[ENTRADAS]

★ ★ ★ ★ ★ ★ ★

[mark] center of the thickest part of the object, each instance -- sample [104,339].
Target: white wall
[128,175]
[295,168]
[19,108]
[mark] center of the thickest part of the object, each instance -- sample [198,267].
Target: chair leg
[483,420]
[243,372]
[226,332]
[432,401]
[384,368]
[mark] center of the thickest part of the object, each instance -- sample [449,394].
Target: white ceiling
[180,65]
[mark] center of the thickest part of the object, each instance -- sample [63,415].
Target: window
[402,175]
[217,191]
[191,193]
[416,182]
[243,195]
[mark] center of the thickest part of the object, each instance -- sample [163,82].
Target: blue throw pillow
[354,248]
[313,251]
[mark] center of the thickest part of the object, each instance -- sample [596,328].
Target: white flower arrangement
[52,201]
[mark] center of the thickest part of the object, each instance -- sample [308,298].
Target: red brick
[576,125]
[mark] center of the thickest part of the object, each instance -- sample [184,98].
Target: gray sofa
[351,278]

★ ★ ★ ★ ★ ★ ★

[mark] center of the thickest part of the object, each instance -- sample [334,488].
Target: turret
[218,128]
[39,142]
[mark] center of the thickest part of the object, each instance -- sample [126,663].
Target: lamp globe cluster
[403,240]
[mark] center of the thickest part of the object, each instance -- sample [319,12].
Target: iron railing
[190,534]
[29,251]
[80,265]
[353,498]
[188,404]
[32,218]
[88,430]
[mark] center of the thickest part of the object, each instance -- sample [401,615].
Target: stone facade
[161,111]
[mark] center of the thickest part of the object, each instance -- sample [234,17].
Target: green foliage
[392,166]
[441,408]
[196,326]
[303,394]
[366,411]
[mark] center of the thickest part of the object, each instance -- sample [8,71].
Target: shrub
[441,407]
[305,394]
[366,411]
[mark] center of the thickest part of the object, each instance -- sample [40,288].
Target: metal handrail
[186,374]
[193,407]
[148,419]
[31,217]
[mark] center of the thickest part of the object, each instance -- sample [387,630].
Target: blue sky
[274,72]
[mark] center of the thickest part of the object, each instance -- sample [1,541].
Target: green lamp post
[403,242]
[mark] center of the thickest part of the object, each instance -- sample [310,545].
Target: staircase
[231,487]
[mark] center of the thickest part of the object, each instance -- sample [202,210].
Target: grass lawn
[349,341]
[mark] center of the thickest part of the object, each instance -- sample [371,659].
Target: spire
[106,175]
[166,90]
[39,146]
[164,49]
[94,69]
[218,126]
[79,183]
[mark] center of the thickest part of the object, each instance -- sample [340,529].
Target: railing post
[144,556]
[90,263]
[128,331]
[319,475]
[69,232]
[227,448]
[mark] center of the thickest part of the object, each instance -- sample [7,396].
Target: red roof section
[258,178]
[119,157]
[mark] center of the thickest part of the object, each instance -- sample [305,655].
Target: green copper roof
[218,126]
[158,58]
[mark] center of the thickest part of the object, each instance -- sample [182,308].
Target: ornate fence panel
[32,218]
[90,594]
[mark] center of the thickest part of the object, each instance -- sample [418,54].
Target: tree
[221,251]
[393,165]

★ ★ ★ ★ ★ ★ ★

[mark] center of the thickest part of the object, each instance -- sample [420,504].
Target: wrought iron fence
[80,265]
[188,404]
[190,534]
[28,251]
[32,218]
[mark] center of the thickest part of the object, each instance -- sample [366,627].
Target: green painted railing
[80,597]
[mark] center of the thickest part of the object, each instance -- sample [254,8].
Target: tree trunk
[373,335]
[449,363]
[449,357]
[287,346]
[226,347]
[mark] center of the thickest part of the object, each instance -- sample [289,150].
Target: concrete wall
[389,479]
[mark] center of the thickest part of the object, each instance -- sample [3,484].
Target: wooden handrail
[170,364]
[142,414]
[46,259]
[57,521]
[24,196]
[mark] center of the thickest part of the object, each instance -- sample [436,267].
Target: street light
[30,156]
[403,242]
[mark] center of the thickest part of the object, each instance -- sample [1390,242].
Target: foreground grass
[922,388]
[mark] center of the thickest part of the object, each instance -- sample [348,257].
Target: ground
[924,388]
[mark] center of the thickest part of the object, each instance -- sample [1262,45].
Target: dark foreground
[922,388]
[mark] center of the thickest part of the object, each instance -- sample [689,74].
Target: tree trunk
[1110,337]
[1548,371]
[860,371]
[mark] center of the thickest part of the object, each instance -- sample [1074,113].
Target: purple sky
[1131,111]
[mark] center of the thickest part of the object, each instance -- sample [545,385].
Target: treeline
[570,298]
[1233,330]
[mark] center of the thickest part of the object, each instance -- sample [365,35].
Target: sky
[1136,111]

★ ★ ★ ★ ★ ★ ★

[PROBLEMA CURTO] Informe quantas linhas das entradas acima contêm a palavra "handrail", levando em conta maiúsculas e minúsculas. Responda somente com o número.

[SAÍDA ESPERADA] 2